▸ **WORK TO COMPLETE**:
In the records below, find the line with "of the handrail"; retype that line and all the following lines through the end, exactly, and add nothing.

▸ **THE RECORDS**:
○ ○ ○ ○

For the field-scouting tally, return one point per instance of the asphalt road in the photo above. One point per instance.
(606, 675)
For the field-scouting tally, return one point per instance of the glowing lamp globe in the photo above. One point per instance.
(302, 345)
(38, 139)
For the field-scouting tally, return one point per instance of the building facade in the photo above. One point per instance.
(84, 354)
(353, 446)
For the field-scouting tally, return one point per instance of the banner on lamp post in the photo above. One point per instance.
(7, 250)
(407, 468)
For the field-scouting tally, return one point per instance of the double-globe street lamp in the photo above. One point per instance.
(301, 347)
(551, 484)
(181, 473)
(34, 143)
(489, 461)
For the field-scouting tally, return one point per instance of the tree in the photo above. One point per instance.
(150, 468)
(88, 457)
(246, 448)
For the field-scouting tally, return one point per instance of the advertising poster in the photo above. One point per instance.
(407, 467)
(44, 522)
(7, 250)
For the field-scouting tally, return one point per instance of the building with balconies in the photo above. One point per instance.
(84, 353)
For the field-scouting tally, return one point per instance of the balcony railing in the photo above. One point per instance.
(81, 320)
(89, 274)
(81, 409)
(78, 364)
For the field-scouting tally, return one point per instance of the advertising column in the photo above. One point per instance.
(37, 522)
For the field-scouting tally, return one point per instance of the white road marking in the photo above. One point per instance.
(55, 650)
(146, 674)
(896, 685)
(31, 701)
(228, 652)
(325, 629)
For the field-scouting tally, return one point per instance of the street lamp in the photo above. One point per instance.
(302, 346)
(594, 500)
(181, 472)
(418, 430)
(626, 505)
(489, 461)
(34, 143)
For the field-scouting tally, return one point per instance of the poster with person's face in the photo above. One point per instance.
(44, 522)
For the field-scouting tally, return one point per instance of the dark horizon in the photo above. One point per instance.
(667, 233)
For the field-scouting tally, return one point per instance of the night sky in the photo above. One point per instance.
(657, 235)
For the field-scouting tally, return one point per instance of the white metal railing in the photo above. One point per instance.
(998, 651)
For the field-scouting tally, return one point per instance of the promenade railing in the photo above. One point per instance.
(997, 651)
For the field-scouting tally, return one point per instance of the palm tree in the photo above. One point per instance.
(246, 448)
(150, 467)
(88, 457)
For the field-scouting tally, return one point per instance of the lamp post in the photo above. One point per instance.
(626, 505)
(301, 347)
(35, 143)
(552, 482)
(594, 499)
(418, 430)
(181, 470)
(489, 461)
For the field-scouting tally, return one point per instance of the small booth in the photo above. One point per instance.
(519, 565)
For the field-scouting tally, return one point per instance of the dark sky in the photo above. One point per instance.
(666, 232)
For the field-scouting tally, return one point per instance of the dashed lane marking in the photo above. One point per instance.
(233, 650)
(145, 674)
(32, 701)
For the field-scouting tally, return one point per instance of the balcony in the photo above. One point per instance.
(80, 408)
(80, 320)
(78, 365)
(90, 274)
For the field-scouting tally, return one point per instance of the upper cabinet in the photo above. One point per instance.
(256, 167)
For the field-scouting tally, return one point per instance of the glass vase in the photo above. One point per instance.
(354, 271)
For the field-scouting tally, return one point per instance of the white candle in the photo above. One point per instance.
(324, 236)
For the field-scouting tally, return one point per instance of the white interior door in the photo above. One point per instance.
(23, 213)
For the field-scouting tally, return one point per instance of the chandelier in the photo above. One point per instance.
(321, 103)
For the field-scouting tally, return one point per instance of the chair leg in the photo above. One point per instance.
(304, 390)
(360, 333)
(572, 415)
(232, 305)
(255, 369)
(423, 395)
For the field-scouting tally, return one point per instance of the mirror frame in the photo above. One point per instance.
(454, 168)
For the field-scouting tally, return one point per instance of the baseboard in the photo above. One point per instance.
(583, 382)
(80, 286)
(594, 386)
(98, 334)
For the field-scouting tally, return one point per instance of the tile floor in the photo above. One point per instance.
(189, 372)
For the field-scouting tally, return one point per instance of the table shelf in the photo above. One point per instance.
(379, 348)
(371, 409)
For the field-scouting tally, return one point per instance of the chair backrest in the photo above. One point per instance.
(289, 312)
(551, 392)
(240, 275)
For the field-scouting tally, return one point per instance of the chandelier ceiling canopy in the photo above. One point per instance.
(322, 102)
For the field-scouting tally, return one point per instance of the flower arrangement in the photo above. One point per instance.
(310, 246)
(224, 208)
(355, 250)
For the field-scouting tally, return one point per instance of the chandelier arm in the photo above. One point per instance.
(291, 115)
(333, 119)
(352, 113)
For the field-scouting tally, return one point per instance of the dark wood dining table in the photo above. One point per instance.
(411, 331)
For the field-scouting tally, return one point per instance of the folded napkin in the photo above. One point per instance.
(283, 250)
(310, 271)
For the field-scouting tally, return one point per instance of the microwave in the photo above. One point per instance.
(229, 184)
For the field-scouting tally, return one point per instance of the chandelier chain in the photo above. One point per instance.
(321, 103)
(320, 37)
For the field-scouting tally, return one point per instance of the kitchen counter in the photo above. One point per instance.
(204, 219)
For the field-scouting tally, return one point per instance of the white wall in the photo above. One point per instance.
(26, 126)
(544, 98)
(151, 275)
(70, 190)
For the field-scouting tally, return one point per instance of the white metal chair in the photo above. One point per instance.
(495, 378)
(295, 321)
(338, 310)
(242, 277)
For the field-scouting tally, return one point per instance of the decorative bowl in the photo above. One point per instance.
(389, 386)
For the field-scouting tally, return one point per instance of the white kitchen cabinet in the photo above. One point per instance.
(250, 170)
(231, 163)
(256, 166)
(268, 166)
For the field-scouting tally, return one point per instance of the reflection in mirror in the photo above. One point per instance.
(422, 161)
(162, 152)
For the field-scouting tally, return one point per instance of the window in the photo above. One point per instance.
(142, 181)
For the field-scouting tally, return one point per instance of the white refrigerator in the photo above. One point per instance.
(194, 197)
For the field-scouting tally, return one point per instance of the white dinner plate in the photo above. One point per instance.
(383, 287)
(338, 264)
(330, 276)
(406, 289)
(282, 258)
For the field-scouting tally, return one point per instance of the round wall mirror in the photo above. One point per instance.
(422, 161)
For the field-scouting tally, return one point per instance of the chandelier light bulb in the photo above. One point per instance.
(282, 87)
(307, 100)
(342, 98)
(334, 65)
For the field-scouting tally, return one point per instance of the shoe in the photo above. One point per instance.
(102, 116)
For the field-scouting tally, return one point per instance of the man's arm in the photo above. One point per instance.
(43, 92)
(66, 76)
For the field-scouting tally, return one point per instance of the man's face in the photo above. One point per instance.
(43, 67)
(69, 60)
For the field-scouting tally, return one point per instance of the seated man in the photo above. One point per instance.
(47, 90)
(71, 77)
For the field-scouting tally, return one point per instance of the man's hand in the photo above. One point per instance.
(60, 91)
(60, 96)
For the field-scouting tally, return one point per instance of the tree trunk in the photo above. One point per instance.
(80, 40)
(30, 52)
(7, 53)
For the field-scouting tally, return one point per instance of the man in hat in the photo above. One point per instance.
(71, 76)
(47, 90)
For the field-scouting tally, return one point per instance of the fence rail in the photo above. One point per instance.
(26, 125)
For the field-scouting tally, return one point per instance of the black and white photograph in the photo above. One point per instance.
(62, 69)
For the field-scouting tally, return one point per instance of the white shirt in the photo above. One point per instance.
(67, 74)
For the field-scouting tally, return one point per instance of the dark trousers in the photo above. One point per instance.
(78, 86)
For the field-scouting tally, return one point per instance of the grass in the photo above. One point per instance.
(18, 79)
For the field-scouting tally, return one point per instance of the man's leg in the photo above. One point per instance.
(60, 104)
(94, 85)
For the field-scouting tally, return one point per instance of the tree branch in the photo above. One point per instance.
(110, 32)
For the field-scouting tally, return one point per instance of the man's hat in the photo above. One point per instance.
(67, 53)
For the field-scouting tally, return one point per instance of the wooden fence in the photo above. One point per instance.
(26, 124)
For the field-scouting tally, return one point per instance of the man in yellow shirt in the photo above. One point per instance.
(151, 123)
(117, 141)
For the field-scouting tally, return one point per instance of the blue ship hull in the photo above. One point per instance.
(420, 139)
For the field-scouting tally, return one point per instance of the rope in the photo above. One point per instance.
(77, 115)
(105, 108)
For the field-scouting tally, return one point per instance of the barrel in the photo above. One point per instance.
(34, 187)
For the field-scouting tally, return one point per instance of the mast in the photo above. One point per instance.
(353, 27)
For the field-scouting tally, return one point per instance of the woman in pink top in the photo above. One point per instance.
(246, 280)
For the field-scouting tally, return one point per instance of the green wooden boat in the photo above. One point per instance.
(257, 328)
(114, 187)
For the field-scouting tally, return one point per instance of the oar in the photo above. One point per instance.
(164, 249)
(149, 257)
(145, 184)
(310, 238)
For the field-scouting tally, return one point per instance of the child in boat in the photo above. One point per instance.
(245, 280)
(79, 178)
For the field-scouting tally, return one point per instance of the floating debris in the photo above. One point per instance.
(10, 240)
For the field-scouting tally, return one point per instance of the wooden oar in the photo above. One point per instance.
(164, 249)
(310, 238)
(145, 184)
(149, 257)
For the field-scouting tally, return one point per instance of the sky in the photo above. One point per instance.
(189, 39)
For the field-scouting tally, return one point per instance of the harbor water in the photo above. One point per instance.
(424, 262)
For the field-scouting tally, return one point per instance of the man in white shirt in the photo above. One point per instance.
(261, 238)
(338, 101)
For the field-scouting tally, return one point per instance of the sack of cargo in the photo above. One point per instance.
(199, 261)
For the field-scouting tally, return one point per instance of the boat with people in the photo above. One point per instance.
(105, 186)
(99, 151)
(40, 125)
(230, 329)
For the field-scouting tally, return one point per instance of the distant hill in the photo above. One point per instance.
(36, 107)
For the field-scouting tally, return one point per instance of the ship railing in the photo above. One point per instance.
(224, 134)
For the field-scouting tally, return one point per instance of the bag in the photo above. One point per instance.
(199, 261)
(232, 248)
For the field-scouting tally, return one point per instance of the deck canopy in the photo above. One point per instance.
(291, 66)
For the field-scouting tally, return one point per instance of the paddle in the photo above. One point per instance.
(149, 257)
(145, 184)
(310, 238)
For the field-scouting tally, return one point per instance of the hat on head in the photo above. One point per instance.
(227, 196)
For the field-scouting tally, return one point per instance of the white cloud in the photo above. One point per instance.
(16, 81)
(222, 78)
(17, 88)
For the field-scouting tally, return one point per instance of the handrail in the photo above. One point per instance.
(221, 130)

○ ○ ○ ○

▸ **TASK ANSWER**:
For the field-scouting tally, return one point per instance of the handrail in the photo above. One point per instance.
(221, 130)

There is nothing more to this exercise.